_Source document_
-- START --
And the censorship has begun.  During the Soviet invasion of Afghanistan I found it very interesting watching the mainstream news and listening to the BBC World Service, Voice of America and Radio Moscow and comparing the different versions of events.  By tracking what each was saying about the front moving back and forth in my school atlas, and keeping track of the losses and gains reported on each side, I was able to work out which was utter bobbins and which seemed reasonably accurate, albeit with some spin.  The Voice of America was utter bonkers fiction; the others were generally aligned.  Fake news and lies in the media are not a new thing.  Censorship in the West is.

What an unpleasant weekend.  How quickly politicians will re-instate a Cold War and military escalation when given the opportunity, rather than trying to sort their problems out.

Welcome to living with fear.

Lanchester’s Laws

While playing an online multi-player wargame, someone attacked 10 units with 19 units of the same type.  How many attackers survived?  Contrary to what some might assume, it was not nine units.  They were equally matched and 16 units survived of the attacking force.

This is a very simplified version of reality, but essentially there are, initially, nearly twice as many attackers as defenders shooting, so a defender will be killed in half the time of an attacker.  Then the ratio of attackers to defenders is even greater: 19 to 9.  Now the likelihood of a defender being killed before an attacker is even greater than before.  Eventually, only a few defenders are being outnumbered 4:1 or 5:1 and so they are eliminated very quickly, with few if any losses to the attackers.
-- END --
_Stated exercise_
In the online wargame example from the excerpt, how many units of the attacking force survived?

_Dataset rows_
-- START --
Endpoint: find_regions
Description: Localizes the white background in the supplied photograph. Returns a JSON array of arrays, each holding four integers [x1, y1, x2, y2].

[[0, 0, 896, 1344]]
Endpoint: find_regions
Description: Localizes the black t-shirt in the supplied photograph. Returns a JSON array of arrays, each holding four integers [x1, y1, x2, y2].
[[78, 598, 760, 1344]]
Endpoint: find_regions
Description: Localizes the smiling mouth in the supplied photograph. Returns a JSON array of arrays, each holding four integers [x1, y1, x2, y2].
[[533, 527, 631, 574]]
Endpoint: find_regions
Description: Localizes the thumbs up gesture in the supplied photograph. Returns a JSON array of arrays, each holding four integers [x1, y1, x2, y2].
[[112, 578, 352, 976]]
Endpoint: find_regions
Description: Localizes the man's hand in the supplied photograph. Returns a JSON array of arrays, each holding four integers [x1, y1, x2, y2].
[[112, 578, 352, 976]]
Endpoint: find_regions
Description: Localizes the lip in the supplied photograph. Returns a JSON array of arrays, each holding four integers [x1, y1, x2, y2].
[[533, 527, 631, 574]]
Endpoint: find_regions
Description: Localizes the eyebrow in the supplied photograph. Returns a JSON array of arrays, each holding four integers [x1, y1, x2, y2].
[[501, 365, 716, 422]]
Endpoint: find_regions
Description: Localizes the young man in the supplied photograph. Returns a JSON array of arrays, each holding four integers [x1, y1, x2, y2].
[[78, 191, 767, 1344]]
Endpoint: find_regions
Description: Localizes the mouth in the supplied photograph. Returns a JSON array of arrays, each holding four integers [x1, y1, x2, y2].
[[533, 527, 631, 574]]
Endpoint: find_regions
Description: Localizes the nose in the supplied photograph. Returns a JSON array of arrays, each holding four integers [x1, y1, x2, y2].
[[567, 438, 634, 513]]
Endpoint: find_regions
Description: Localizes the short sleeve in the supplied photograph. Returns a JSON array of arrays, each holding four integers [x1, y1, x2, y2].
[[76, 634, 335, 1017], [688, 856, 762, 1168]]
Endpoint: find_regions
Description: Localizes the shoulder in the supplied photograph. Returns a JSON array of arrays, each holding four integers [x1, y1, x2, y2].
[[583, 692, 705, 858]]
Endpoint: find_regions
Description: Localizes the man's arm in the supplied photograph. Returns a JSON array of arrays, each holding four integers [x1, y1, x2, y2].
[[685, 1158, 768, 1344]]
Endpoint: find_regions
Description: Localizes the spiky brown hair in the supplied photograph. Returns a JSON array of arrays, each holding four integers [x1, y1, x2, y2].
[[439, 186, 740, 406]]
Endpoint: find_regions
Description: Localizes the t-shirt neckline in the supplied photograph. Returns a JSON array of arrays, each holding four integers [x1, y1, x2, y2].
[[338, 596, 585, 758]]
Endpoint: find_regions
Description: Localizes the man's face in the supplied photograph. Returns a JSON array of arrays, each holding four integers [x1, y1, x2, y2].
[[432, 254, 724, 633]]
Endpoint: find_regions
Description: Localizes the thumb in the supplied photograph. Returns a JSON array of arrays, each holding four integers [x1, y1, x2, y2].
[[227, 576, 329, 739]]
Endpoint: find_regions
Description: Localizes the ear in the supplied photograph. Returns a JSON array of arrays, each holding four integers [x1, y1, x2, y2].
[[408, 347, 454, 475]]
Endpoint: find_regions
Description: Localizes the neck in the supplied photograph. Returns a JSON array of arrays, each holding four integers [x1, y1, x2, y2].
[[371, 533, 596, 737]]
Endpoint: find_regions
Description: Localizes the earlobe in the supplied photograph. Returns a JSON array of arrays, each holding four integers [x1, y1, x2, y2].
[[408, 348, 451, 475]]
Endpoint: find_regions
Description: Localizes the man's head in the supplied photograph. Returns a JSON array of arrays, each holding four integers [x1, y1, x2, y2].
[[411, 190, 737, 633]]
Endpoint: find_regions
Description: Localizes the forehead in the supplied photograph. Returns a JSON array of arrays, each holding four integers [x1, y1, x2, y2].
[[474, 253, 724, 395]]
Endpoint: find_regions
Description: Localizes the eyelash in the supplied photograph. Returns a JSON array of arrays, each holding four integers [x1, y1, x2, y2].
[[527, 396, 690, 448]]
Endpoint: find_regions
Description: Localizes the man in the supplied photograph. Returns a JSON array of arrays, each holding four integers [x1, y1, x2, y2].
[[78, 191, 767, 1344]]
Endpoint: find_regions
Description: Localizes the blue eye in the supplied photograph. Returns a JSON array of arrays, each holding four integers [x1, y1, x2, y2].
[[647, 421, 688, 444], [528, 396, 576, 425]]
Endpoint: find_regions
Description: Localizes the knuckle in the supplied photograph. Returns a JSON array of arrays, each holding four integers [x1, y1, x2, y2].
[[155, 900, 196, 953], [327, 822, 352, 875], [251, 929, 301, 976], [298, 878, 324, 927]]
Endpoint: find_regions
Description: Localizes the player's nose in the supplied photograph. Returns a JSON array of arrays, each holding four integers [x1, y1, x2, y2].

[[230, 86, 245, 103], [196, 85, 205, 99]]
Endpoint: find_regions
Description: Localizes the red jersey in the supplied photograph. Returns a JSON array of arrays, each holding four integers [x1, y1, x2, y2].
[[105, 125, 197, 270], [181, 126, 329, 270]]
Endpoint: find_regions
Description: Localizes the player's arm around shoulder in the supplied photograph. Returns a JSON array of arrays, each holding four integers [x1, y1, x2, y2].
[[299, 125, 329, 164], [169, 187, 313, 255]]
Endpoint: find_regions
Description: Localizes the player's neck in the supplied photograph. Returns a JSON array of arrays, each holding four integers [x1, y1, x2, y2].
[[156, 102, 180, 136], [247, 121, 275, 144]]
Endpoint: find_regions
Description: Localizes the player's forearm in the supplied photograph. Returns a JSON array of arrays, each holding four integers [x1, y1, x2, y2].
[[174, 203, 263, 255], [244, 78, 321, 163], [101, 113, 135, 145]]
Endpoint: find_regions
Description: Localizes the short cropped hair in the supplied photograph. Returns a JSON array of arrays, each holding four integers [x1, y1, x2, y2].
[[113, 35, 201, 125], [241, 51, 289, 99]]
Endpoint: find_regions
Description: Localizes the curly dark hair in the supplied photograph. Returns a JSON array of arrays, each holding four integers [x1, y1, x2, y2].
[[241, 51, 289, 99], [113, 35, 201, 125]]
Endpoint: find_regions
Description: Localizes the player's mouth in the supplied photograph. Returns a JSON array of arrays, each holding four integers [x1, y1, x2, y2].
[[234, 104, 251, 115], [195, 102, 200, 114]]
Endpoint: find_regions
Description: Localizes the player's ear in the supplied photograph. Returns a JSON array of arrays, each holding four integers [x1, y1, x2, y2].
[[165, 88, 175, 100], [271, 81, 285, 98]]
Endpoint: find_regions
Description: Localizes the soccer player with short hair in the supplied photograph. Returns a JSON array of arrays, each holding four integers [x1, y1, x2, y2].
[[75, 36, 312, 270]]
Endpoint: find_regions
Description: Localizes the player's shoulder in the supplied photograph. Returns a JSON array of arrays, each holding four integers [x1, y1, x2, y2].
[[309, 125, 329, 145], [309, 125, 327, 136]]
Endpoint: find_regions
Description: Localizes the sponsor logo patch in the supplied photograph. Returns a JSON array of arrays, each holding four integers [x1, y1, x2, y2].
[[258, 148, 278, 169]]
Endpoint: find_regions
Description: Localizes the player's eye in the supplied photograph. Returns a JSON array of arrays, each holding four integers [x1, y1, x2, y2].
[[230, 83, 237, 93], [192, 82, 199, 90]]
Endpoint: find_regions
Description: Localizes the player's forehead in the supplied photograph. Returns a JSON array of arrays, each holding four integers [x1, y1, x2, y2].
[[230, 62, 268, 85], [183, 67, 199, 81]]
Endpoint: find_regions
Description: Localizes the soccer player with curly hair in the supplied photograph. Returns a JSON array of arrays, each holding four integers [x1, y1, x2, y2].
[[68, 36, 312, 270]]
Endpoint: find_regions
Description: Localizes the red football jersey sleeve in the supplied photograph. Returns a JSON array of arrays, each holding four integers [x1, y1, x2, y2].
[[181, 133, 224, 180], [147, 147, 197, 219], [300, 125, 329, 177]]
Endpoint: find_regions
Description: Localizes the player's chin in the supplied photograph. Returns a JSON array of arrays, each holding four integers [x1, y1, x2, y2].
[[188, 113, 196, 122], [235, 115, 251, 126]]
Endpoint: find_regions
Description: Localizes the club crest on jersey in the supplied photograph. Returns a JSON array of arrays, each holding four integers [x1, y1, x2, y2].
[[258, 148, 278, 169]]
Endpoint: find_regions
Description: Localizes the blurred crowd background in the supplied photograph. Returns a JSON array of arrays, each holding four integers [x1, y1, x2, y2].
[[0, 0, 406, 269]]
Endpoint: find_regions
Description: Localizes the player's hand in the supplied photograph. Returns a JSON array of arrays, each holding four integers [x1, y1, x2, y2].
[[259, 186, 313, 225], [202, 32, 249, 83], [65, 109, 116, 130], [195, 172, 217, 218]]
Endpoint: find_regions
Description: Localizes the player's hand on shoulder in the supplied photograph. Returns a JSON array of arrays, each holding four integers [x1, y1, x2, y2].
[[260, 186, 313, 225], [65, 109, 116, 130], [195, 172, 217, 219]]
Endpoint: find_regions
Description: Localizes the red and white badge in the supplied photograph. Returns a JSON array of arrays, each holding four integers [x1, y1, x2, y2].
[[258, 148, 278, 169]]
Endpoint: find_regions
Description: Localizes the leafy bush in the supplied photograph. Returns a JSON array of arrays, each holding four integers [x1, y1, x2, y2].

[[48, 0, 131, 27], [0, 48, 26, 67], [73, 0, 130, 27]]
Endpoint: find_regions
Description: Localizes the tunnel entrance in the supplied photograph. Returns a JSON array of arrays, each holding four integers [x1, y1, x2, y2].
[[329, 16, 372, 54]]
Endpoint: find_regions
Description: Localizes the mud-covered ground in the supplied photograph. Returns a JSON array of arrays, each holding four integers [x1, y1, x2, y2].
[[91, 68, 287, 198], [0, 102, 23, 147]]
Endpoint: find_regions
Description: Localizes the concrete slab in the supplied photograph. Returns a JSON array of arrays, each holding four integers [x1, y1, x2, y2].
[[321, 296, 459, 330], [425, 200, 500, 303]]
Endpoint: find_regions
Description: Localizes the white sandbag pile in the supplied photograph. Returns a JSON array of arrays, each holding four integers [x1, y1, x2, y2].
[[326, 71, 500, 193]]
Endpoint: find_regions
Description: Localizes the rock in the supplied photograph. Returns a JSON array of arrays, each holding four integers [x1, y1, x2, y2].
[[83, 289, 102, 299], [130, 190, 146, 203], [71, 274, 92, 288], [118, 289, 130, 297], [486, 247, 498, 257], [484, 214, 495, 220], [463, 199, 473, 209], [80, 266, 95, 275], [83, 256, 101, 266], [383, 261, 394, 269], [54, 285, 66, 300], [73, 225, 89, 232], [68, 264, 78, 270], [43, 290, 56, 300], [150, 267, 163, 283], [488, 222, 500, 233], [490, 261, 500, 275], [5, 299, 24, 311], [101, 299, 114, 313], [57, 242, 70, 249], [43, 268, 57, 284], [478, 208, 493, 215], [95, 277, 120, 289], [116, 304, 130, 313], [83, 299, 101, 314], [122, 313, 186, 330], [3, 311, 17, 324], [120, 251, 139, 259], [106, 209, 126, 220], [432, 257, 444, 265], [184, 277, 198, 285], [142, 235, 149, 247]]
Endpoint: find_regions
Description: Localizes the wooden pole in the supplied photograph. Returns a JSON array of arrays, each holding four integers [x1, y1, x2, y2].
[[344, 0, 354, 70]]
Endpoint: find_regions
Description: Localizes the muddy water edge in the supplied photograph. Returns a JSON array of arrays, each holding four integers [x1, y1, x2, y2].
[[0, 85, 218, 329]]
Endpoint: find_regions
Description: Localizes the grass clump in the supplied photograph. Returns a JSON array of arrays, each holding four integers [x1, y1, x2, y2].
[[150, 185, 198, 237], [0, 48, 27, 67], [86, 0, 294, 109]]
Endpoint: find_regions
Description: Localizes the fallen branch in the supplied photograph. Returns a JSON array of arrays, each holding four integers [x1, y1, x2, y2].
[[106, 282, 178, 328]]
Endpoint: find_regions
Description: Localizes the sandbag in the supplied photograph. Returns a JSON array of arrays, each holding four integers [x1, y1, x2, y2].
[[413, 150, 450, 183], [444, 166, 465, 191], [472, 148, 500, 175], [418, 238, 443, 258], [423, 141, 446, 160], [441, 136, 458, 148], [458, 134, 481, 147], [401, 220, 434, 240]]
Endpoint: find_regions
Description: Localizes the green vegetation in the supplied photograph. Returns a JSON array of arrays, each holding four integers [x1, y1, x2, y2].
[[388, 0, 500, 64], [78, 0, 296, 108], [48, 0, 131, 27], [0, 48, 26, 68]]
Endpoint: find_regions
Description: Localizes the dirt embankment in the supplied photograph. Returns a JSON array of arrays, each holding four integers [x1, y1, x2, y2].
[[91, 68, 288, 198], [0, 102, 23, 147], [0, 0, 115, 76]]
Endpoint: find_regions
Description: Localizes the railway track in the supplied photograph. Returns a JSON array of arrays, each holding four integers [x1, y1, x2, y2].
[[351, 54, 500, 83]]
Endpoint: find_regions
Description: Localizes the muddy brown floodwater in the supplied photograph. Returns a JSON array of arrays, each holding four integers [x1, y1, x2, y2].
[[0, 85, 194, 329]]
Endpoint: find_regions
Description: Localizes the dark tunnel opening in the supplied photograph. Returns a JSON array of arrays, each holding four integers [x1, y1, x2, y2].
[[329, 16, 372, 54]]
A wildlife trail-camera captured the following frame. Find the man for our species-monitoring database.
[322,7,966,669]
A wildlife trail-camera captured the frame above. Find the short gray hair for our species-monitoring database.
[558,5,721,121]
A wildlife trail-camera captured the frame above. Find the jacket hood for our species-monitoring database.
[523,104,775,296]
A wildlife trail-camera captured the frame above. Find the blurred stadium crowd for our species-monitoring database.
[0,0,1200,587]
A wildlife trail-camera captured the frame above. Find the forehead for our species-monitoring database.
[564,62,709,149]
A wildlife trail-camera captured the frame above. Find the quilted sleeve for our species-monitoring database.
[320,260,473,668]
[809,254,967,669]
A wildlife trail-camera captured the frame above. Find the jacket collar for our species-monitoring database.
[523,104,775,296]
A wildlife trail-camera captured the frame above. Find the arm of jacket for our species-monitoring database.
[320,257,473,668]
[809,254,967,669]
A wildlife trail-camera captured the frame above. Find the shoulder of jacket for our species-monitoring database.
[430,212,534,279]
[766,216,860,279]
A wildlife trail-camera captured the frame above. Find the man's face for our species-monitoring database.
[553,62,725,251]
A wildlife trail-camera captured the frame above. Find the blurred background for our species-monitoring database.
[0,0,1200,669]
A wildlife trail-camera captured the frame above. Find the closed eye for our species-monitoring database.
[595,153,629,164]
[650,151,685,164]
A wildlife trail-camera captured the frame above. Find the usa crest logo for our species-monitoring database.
-- END --
_Task result_
Sixteen of the 19 attacking units survived.